-- Direction --
Transcribe the records that follow, preserving every word.

-- Supplied information --
* * * * * * * * *
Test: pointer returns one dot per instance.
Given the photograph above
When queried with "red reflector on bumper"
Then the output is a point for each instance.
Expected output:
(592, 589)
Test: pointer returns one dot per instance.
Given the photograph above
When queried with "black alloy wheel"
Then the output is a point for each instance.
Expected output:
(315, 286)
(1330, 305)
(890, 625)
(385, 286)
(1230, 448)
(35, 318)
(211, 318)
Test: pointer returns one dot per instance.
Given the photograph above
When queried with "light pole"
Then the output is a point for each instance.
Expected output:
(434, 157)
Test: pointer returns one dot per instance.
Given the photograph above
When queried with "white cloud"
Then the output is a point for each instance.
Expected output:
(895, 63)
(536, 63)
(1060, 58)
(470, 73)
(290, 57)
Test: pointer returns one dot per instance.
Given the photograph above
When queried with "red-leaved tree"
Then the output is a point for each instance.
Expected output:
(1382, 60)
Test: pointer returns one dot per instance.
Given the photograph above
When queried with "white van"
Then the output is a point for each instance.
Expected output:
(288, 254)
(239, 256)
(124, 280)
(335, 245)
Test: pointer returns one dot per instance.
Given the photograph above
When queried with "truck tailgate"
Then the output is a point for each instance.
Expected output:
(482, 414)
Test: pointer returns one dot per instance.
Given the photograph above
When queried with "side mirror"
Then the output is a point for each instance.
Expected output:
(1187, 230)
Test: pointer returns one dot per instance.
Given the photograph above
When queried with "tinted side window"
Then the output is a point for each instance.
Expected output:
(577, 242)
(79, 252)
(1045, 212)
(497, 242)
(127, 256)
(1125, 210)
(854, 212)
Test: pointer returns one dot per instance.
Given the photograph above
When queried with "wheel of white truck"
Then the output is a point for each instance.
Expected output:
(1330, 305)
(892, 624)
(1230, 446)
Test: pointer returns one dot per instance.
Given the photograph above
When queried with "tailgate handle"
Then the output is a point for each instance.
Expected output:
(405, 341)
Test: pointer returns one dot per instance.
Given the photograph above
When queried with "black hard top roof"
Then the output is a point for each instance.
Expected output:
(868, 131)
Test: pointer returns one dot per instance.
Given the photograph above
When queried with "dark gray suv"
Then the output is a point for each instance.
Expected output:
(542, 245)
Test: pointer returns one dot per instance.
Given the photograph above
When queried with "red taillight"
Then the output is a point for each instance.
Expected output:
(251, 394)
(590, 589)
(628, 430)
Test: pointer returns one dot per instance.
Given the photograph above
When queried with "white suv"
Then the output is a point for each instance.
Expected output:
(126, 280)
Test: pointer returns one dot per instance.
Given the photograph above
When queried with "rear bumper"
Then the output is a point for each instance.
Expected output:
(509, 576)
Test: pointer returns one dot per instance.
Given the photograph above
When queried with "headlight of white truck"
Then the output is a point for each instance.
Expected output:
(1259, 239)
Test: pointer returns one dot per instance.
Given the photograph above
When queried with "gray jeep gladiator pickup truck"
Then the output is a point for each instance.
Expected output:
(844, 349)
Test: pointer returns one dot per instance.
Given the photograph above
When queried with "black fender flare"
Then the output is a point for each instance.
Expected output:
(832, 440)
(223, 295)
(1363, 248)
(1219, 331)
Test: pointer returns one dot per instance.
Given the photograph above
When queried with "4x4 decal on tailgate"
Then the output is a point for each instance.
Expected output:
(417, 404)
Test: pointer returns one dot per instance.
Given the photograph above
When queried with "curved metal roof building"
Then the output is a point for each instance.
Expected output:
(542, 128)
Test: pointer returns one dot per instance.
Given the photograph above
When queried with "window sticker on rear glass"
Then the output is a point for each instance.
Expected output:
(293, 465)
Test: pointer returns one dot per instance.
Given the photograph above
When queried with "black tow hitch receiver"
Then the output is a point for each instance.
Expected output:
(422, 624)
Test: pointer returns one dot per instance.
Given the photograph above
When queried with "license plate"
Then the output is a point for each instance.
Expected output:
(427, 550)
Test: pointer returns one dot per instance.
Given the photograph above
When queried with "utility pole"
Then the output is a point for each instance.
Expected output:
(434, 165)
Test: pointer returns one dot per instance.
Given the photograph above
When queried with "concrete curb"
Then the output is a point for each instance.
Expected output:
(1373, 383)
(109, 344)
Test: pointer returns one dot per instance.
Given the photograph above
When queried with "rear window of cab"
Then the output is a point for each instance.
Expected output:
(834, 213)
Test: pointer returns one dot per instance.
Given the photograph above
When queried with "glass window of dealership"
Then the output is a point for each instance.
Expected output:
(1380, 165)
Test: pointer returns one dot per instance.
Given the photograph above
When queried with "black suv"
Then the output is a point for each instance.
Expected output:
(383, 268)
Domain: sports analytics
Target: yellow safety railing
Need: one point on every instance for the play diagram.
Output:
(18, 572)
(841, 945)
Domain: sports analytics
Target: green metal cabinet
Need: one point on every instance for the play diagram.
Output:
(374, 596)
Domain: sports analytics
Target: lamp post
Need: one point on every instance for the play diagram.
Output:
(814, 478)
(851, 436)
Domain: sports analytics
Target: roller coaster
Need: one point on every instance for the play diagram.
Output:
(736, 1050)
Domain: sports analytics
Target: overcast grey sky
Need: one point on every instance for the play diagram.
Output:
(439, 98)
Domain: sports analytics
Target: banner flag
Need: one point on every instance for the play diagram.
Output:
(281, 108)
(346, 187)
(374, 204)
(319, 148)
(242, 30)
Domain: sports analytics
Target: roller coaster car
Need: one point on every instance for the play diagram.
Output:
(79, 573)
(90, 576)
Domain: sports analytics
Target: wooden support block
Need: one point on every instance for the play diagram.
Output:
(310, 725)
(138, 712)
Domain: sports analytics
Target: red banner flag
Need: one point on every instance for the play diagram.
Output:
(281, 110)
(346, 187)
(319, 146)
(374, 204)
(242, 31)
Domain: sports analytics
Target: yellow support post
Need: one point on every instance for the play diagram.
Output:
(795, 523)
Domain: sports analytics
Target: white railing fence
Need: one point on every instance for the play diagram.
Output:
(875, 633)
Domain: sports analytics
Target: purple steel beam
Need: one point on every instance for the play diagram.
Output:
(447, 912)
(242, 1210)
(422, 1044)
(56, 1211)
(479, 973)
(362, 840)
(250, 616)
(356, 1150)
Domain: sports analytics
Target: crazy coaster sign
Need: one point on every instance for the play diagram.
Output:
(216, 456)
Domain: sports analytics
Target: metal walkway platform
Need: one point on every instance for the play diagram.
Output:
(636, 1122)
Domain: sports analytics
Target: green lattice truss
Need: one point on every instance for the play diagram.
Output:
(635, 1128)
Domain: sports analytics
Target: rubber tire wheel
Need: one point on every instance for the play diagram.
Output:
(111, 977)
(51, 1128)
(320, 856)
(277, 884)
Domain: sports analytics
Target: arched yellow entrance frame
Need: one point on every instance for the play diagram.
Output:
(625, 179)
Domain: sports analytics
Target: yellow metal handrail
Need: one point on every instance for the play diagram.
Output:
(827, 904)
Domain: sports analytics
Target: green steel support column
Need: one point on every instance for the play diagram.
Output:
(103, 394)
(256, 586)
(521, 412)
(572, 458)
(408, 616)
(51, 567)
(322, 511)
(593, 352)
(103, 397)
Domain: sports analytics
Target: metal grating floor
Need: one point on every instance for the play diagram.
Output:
* * * * * * * * *
-- Solution to the problem --
Test: pointer returns one dot per instance.
Given the photograph above
When queried with "red reflector on bumper"
Then the output is a point for each instance.
Expected output:
(592, 589)
Test: pointer returns one dot per instance.
Given the photograph above
When queried with "black alloy wheel"
Then the output is a point for each instance.
Expected output:
(315, 286)
(1330, 305)
(890, 625)
(385, 286)
(1230, 448)
(35, 318)
(211, 318)
Test: pointer returns one dot per instance.
Given the photograph above
When queried with "light pole"
Then the output is a point for each instance.
Expected output:
(434, 157)
Test: pointer returns one dot per instance.
Given the photograph above
When queried with "white cloud"
Then the output is a point for each instance.
Expected output:
(895, 63)
(536, 63)
(1060, 58)
(470, 73)
(290, 57)
Test: pointer returns one dot per instance.
Given the photograph above
When queried with "red-leaved tree"
Then the output is a point for each instance.
Expected output:
(1382, 60)
Test: pointer returns one dot per instance.
Given the photograph above
When queried with "white van"
Then the output is a point for each instance.
Expected output:
(288, 254)
(239, 256)
(124, 280)
(335, 245)
Test: pointer returns one dot per instance.
Given the photograph above
When queried with "truck tailgate"
Then the output is a point for each instance.
Expected output:
(482, 414)
Test: pointer returns one dot per instance.
Given the photograph above
When queried with "side mirror"
Then the output is a point for each instance.
Expected output:
(1187, 230)
Test: pointer returns one dot per instance.
Given the photograph above
When queried with "tinted side window"
Then the output is a point for each instance.
Expected output:
(577, 242)
(79, 252)
(1045, 212)
(497, 242)
(127, 256)
(1125, 210)
(854, 212)
Test: pointer returns one dot per instance.
Given the photograph above
When queried with "wheel of white truck"
Then the output is a point for each instance.
Expected output:
(1330, 305)
(892, 624)
(1230, 446)
Test: pointer returns one dot per instance.
Given the photograph above
When queried with "tailgate handle"
Then the output is a point for each instance.
Expected output:
(405, 341)
Test: pointer returns one dot per instance.
Given the photograph above
When queried with "black hard top roof"
Then the output is a point for each instance.
Expected output:
(868, 131)
Test: pointer returns one dot per instance.
Given the photograph above
When queried with "dark gray suv"
Then the output is a point for each instance.
Expected output:
(542, 245)
Test: pointer returns one dot per instance.
Given the photograph above
When queried with "red taillight"
Then the output is a point for each instance.
Expected output:
(251, 394)
(590, 589)
(628, 430)
Test: pointer returns one dot per instance.
Given the photograph above
When queried with "white suv"
Then the output is a point for each instance.
Expected output:
(126, 280)
Test: pointer returns one dot per instance.
Given the photograph above
When queried with "rear bumper"
Then the output is a point for each instance.
Expected output:
(509, 576)
Test: pointer returns one dot per instance.
Given the photograph above
When queried with "headlight of white truck"
Then the output is a point for each instance.
Expected output:
(1259, 239)
Test: pointer returns one dot per instance.
Given the photograph above
When queried with "gray jeep gladiator pickup truck"
Then the output is a point for each instance.
Expected output:
(844, 349)
Test: pointer returns one dot per instance.
Given the photograph above
When queried with "black fender flare"
Then the output is a point for each instance.
Expected output:
(832, 440)
(223, 295)
(1363, 248)
(1219, 331)
Test: pointer returns one dot per instance.
Given the photograph above
When queried with "4x4 decal on tailgate"
Then the output is a point for each instance.
Expected output:
(417, 404)
Test: pointer returns one dot per instance.
Given the photograph above
When queried with "curved metal roof building"
Then the output is a point for each instance.
Expected output:
(542, 128)
Test: pointer returns one dot per instance.
Given the photograph above
When queried with "window sticker on rear glass"
Then the output is a point for each instance.
Expected output:
(293, 465)
Test: pointer returns one dot per instance.
Given the photograph above
When queried with "black tow hitch receiver"
Then the output is a point for each instance.
Expected output:
(422, 624)
Test: pointer returns one dot per instance.
Given the photograph above
When queried with "license plate"
Then the output is a point for each instance.
Expected output:
(427, 550)
Test: pointer returns one dot per instance.
Given the photograph above
When queried with "utility pole"
Then the output is a point for each instance.
Expected output:
(434, 165)
Test: pointer returns one dot per instance.
Given the photograph above
When queried with "concrete curb"
Then the output is a point for each instance.
Expected output:
(1373, 383)
(109, 344)
Test: pointer returns one dot per instance.
Given the photograph above
When queried with "rear window of cab"
Then the output is a point for each instance.
Expected output:
(834, 213)
Test: pointer returns one dot per instance.
Given the photograph above
When queried with "glass window of dealership"
Then the output is a point for each instance.
Expected output:
(1380, 165)
Test: pointer returns one dot per instance.
Given the photograph above
When queried with "black suv"
Then the output is a point for each instance.
Expected output:
(383, 268)
Domain: sports analytics
Target: yellow safety railing
Need: one point on every instance for the play diagram.
Output:
(18, 572)
(841, 945)
Domain: sports analytics
Target: green metal cabinet
Need: one point on every instance for the play diagram.
Output:
(374, 596)
Domain: sports analytics
Target: lamp post
Need: one point on every instance for the play diagram.
Output:
(814, 478)
(851, 436)
Domain: sports analytics
Target: roller coaster
Need: one point on every instance for the play diagram.
Output:
(736, 1050)
Domain: sports analytics
Target: overcast grey sky
Need: one point on every instance for the play diagram.
Output:
(439, 98)
Domain: sports analytics
Target: banner flag
Need: one point on every instance for the play diagram.
Output:
(281, 108)
(346, 187)
(374, 204)
(319, 148)
(242, 30)
Domain: sports analytics
Target: roller coaster car
Need: one point on every instance for the play diagram.
Output:
(79, 573)
(90, 576)
Domain: sports analytics
Target: wooden support block
Need: one point on every instance for the play diagram.
Output:
(310, 725)
(138, 712)
Domain: sports analytics
Target: red banner flag
Need: one point on every instance for the play diagram.
Output:
(281, 110)
(346, 187)
(319, 146)
(374, 204)
(242, 31)
Domain: sports analytics
Target: yellow support post
Need: one point on every instance for the play diagram.
Output:
(795, 523)
Domain: sports analytics
Target: white railing fence
Need: one point on every instance for the play diagram.
Output:
(875, 633)
Domain: sports analytics
Target: purple steel beam
Need: one point on every instance for the play diagram.
Output:
(447, 912)
(242, 1210)
(422, 1044)
(56, 1211)
(479, 973)
(362, 840)
(250, 616)
(356, 1150)
Domain: sports analytics
Target: crazy coaster sign
Need: one point on every instance for the play diagram.
Output:
(216, 456)
Domain: sports analytics
Target: metal walkway platform
Need: one point on every instance for the play diagram.
Output:
(636, 1122)
Domain: sports analytics
Target: green lattice truss
Need: one point on every instance for the play diagram.
Output:
(635, 1128)
Domain: sports analytics
Target: rubber tire wheel
Need: one point on every instance for the play diagram.
Output:
(111, 977)
(51, 1128)
(320, 856)
(277, 884)
Domain: sports analytics
Target: arched yellow entrance frame
Need: one point on every instance for the play diagram.
Output:
(625, 179)
Domain: sports analytics
Target: yellow metal handrail
Need: one point on every instance for the play diagram.
Output:
(827, 904)
Domain: sports analytics
Target: green steel support column
Need: one point on every instance for the play diagram.
Output:
(103, 394)
(256, 586)
(521, 412)
(572, 458)
(408, 616)
(51, 567)
(322, 511)
(593, 352)
(103, 397)
Domain: sports analytics
Target: metal grating floor
Need: one point on every instance for the play diagram.
Output:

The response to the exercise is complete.